Thorsten Pawletta, University of Wismar, Dep. of Mechanical-, Process- and E
nvironmental Eng.,
Attention! There is an advanced and complete new implementation of a GPSS interpreter within MATLAB / SIMULINK. This page represents an early (limited) approach.
A GPSS -interpreter in MATLAB
Author : Jens- Uwe Dolinsky (other projects)
E-mail : u.dolinsky@iname.com
Contains :
- 1. Introduction
- 2. Features
- 3. Implementation
- 3.1. General working mechanism
- 3.2. Data structures
- 3.3. Files
- 3.4. Simulation examples
- 3.4.1. simex1.m
- 3.4.2. simex2.m
- 3.4.3. simex3.m
- 4. Evaluation
- 5. Restrictions and Conclusion
- Download : matlab_gpss.tar.gz (2.8 KB)
1. Introduction
The idea of an implementation of a GPSS- interpreter arose from
the desire to link an universal language for declarative modelling
and simulation with the calculation and visualisation capabilities
of Matlab. The system has been tested using Matlab 4 on Sun and PC workstations.
2. Features
- Executable on any Matlab 4 supported platforms
- Program files are written in separate files
- Program length only restricted to local memory resources
- Data structures (servers, queues) will be automatically
created and maintained are available after program termination
for further evaluation or visualisation purposes
- Modelling of parallel servers
- Main blocks are supported
- Realisation of a real Transaction processing
- Visualisation of the results
- Only small deviation to the real GPSS- syntax (Matlab style of the GPSS- Blocks)
3. Implementation
The implementation consists of several matlab (*.m) files. Each GPSS Block
is represented by a Matlab file.
The simulator is a m- file as well.
The file structure of the GPSS program source corresponds nearly to the
real GPSS- Syntax. The difference is that all lines represent Matlab commands.
Thus source comments can be conventions for Matlab comments are valid.
To realise a real transaction processing each GPSS block must have an entry as
well as an exit point, the transactions can move through. Thus each function
(m- file) has at least a parameter (additional to standard GPSS) for the
incoming transaction. The return value of the function is the outcoming
transaction.

-.-.-

■ EXERCISE SET:
1. In the GPSS interpreter page, rewrite the passage from "The simulator is" to "comments are valid.", putting "MATLAB" wherever "Matlab" appears.
2. Translate this sentence from the GPSS interpreter page into Spanish: "The system has been tested using Matlab 4 on Sun and PC workstations."

[Location identification entries]

-.-.-

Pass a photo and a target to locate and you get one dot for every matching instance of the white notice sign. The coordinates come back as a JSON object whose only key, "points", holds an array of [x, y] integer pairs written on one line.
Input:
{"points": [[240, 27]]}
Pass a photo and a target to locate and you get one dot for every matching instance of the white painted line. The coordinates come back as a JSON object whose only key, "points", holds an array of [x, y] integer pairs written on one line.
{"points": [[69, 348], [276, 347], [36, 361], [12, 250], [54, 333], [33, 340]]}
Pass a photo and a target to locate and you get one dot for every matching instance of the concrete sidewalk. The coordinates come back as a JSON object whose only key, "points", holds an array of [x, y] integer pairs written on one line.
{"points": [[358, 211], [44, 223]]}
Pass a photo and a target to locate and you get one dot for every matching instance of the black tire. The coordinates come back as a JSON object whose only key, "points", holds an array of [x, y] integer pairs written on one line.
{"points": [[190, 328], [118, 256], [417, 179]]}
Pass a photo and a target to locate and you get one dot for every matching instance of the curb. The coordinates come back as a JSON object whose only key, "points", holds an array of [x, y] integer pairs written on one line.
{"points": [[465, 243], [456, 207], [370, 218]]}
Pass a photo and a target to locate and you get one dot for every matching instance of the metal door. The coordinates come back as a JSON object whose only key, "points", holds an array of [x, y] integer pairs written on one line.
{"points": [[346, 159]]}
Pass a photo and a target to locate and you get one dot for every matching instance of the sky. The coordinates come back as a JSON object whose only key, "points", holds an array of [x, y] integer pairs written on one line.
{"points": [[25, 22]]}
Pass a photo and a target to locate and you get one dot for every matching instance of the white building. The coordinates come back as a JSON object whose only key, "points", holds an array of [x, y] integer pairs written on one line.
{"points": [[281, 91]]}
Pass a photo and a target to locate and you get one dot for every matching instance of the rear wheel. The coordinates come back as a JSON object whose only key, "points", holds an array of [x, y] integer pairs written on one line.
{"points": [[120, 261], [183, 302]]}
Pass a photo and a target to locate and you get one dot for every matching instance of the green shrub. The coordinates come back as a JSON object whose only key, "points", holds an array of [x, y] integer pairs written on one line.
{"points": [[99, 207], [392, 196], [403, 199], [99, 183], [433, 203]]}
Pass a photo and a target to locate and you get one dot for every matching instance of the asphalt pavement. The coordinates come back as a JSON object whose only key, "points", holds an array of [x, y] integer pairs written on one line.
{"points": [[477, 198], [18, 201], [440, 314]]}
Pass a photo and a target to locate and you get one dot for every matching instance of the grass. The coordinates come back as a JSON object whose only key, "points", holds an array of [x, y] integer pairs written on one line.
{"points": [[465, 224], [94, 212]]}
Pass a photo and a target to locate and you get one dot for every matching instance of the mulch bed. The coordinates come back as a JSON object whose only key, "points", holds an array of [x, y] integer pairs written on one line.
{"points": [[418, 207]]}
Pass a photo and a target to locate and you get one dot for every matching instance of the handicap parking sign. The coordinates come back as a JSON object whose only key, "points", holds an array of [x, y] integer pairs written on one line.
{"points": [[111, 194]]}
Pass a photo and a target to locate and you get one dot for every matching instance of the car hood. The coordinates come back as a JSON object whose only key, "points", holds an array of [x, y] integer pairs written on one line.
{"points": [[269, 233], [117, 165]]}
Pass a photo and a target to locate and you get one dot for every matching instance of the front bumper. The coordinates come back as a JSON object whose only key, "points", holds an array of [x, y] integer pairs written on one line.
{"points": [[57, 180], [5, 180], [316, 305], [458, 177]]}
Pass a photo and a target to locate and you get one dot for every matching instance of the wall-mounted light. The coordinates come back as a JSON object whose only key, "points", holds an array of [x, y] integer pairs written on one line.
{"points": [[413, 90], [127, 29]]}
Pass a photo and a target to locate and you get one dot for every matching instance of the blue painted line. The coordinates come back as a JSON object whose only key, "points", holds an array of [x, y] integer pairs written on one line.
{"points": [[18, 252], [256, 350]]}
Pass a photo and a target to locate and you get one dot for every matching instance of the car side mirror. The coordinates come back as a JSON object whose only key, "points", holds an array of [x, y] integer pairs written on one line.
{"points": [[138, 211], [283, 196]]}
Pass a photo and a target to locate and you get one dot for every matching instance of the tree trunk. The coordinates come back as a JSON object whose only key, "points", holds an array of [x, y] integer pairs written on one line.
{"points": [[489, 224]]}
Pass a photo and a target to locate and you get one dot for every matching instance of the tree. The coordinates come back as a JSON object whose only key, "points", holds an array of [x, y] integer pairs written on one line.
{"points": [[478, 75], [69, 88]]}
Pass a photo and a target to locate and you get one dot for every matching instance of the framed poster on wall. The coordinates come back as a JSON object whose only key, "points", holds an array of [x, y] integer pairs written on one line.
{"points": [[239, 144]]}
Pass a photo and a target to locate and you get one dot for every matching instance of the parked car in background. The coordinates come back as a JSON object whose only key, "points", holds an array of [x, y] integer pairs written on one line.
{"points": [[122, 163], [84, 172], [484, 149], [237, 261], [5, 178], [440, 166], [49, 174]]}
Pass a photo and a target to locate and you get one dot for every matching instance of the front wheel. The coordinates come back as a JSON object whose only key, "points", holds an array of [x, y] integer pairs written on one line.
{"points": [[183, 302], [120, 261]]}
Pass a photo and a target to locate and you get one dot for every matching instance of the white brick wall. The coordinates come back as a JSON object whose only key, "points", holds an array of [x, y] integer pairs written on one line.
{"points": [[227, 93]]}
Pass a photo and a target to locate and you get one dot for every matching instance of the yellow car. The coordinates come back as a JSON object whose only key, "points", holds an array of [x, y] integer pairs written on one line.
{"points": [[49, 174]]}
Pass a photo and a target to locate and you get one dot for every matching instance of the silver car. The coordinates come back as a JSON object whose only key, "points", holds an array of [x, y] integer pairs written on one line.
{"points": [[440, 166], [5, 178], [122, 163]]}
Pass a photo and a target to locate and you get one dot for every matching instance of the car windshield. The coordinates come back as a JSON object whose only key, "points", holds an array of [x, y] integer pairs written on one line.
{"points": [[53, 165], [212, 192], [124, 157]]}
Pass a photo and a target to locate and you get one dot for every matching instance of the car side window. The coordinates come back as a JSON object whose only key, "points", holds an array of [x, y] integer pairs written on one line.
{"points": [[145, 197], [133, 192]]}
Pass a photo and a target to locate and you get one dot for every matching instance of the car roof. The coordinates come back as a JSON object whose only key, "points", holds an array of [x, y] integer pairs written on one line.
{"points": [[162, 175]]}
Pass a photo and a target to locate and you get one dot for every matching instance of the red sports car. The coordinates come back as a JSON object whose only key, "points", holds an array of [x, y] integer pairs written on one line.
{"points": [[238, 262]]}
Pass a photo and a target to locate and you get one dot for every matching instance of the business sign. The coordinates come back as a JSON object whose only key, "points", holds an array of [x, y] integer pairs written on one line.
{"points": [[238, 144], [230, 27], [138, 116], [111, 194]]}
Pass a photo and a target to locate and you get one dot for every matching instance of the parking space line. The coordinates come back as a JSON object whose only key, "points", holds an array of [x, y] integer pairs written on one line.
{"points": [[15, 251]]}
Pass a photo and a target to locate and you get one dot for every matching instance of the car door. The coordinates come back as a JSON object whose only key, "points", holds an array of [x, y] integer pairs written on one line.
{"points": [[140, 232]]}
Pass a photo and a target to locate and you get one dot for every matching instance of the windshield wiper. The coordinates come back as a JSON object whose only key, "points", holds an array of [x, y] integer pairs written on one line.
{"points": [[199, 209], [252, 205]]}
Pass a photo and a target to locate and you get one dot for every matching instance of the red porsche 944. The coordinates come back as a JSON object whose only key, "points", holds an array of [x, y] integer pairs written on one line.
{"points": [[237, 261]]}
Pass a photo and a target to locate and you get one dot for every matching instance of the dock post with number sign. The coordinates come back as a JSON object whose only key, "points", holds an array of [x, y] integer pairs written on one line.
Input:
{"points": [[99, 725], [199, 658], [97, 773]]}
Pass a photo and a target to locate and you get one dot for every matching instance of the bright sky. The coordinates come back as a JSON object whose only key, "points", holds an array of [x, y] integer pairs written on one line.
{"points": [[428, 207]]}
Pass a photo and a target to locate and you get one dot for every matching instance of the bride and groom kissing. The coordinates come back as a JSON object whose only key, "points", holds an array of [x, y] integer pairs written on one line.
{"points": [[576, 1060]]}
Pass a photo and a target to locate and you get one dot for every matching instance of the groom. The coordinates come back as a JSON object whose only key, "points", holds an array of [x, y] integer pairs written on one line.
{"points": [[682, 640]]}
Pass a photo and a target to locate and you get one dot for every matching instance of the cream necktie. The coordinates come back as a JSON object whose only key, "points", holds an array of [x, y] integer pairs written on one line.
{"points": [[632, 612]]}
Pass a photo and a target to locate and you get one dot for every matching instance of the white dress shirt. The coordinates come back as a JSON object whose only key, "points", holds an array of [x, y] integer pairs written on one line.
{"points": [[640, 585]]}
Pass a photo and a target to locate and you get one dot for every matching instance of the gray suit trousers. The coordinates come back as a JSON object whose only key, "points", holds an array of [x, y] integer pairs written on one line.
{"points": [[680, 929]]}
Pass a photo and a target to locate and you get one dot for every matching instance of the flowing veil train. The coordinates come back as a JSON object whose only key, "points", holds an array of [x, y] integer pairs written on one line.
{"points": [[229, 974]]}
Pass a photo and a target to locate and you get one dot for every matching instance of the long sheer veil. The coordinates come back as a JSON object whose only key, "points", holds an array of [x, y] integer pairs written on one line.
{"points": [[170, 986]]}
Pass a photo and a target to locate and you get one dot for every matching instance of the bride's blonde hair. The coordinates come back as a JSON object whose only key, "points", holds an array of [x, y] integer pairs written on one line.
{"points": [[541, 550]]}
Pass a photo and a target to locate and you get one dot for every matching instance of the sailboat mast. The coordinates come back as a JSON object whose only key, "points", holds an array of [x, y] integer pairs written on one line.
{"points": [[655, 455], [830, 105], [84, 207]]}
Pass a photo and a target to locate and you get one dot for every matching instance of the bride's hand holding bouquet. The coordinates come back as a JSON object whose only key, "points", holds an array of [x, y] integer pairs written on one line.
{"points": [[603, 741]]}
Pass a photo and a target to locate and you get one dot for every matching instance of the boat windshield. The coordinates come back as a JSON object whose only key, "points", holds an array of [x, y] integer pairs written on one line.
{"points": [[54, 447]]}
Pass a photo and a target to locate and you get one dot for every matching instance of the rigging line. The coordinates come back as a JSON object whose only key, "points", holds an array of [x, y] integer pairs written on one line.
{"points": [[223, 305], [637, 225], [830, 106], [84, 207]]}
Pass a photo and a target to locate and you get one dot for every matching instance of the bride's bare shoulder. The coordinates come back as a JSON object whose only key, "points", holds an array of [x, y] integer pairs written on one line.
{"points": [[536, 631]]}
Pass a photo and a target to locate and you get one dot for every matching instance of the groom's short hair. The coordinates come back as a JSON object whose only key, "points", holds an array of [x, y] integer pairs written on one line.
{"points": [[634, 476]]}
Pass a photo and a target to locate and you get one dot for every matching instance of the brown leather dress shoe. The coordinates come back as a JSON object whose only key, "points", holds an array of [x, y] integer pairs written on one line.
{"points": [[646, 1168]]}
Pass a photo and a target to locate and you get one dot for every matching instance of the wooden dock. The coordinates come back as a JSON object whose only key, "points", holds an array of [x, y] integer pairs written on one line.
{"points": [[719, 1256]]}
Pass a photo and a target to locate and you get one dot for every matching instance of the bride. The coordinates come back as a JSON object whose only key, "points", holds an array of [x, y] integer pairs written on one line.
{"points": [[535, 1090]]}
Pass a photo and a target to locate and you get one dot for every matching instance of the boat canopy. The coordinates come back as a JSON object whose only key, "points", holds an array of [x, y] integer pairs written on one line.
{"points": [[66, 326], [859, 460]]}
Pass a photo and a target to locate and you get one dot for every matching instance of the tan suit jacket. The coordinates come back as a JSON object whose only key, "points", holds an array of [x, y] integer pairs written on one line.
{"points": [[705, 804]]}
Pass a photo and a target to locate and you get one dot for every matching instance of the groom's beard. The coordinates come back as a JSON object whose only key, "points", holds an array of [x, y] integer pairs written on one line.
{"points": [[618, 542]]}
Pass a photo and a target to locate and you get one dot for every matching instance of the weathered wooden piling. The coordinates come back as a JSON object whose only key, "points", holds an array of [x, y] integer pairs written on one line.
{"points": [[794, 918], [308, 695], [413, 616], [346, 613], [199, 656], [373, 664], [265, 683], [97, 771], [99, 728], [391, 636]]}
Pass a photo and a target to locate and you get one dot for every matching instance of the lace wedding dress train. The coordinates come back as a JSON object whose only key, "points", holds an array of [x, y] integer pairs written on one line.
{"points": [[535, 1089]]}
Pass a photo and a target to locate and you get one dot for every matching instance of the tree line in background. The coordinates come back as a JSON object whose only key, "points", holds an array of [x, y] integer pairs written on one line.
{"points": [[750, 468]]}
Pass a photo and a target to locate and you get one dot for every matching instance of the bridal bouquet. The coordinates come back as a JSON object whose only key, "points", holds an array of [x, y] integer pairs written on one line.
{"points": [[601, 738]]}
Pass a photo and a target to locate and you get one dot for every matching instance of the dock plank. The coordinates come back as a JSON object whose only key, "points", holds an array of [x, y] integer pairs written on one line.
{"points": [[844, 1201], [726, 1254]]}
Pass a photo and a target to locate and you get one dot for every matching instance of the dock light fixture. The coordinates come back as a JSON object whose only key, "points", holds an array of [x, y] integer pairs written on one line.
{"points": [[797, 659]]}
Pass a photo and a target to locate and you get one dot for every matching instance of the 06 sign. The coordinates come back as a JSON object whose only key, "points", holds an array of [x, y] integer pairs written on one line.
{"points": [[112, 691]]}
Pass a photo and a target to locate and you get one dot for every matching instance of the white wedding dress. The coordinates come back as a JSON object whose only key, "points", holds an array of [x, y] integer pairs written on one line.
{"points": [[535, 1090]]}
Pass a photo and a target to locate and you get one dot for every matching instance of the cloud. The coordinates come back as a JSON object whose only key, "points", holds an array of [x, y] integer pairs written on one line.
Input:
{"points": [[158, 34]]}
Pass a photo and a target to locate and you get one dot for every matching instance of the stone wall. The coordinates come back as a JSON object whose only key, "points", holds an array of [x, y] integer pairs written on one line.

-.-.-

■ THE SOLUTIONS:
1.
The simulator is a m- file as well.
The file structure of the GPSS program source corresponds nearly to the
real GPSS- Syntax. The difference is that all lines represent MATLAB commands.
Thus source comments can be conventions for MATLAB comments are valid.

2. El sistema se ha probado con Matlab 4 en estaciones de trabajo Sun y PC.